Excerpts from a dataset
+++++
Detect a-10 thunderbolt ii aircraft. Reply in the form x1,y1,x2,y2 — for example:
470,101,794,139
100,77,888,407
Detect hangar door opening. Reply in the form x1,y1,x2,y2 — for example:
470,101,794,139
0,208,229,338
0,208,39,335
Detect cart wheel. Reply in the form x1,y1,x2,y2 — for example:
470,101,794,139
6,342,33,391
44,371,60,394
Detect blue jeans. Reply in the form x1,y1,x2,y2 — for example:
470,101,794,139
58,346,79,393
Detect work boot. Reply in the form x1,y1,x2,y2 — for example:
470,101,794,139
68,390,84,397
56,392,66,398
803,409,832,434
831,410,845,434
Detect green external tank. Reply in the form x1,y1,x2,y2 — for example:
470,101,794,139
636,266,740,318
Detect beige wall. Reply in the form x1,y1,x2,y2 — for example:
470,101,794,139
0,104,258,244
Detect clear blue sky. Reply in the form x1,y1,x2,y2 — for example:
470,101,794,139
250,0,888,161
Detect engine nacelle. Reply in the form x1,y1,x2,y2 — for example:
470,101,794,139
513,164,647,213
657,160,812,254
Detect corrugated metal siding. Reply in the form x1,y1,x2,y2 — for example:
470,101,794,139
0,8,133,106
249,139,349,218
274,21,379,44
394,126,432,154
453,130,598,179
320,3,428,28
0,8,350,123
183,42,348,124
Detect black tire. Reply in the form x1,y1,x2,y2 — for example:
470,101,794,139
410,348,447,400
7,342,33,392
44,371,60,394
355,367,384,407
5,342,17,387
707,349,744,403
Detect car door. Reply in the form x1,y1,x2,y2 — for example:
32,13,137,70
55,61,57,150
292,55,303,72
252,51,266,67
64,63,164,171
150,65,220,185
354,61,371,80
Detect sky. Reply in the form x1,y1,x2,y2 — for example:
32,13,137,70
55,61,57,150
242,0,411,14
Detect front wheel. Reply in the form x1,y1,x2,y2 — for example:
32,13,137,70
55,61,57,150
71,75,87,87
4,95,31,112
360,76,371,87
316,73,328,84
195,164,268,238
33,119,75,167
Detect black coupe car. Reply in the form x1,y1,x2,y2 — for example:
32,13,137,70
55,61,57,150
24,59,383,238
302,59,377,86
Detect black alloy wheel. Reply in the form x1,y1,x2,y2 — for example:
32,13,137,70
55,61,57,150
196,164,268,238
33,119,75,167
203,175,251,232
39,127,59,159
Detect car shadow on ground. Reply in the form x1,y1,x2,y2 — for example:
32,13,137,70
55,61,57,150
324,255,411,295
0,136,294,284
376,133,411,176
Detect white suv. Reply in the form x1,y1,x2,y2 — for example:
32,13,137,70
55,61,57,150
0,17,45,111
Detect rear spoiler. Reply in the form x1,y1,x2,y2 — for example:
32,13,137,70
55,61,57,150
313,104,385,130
+++++
- Exercise prompt: Please give back the entries above, unchanged and complete.

- Solved problem:
Detect a-10 thunderbolt ii aircraft. Reply in the form x1,y1,x2,y2 — for example:
470,101,794,139
100,77,888,407
Detect hangar door opening. Reply in the form x1,y1,x2,y2 — for example:
470,101,794,139
0,208,229,338
0,208,39,335
Detect cart wheel. Reply in the form x1,y1,x2,y2 — for example:
470,101,794,139
6,342,33,391
44,371,60,394
Detect blue jeans. Reply in the form x1,y1,x2,y2 — for example:
470,101,794,139
58,346,79,393
Detect work boot. Reply in the form x1,y1,x2,y2 — for example:
470,101,794,139
68,390,84,397
56,392,66,398
803,409,832,434
831,410,845,434
Detect green external tank. Reply in the form x1,y1,x2,y2 — for example:
470,101,794,139
636,266,740,318
Detect beige wall. Reply in the form x1,y1,x2,y2 — for example:
470,101,794,139
0,104,258,244
Detect clear blue sky. Reply in the form x1,y1,x2,y2 — for example:
470,101,794,139
250,0,888,161
Detect engine nacelle. Reply in the form x1,y1,x2,y2 — for example:
470,101,794,139
513,164,647,213
657,160,812,254
Detect corrugated metal siding. Reply in the form x1,y1,x2,y2 — for example:
470,101,794,139
0,8,133,106
249,139,349,218
274,21,379,44
394,126,432,154
453,130,598,179
320,3,428,28
0,8,350,123
183,42,348,124
Detect black tire. Reply in the form x1,y1,x2,y2 — for example:
470,101,794,139
410,348,447,400
7,342,33,392
44,371,60,394
355,367,384,407
5,342,17,387
707,349,744,403
Detect car door. Reply in the form x1,y1,x2,y2 — for example:
32,13,137,70
55,61,57,150
292,55,303,72
252,51,266,67
64,63,164,171
150,65,220,185
354,61,371,80
Detect sky. Reply in the form x1,y1,x2,y2 — for example:
32,13,137,70
55,61,57,150
242,0,411,14
Detect front wheel. Reply in the form x1,y1,x2,y2 — for example:
32,13,137,70
55,61,57,150
71,75,87,87
4,95,31,112
360,76,371,87
316,73,328,84
195,164,268,238
33,119,75,167
Detect black coupe car. Reply in the form x1,y1,x2,y2 — for example:
32,13,137,70
55,61,57,150
24,59,383,238
302,59,377,86
Detect black alloy wheel. Reply in the form x1,y1,x2,y2 — for example:
32,13,137,70
55,61,57,150
196,164,268,238
33,119,75,167
203,175,251,232
39,127,59,159
Detect car shadow on ground. Reply in the form x1,y1,x2,y2 — for example:
32,13,137,70
55,61,57,150
324,255,411,295
0,136,294,284
376,133,411,176
Detect white suv. Reply in the form x1,y1,x2,y2 — for example:
32,13,137,70
55,61,57,150
0,17,45,111
Detect rear spoiler. Reply in the form x1,y1,x2,y2 — for example:
32,13,137,70
55,61,57,150
313,104,385,130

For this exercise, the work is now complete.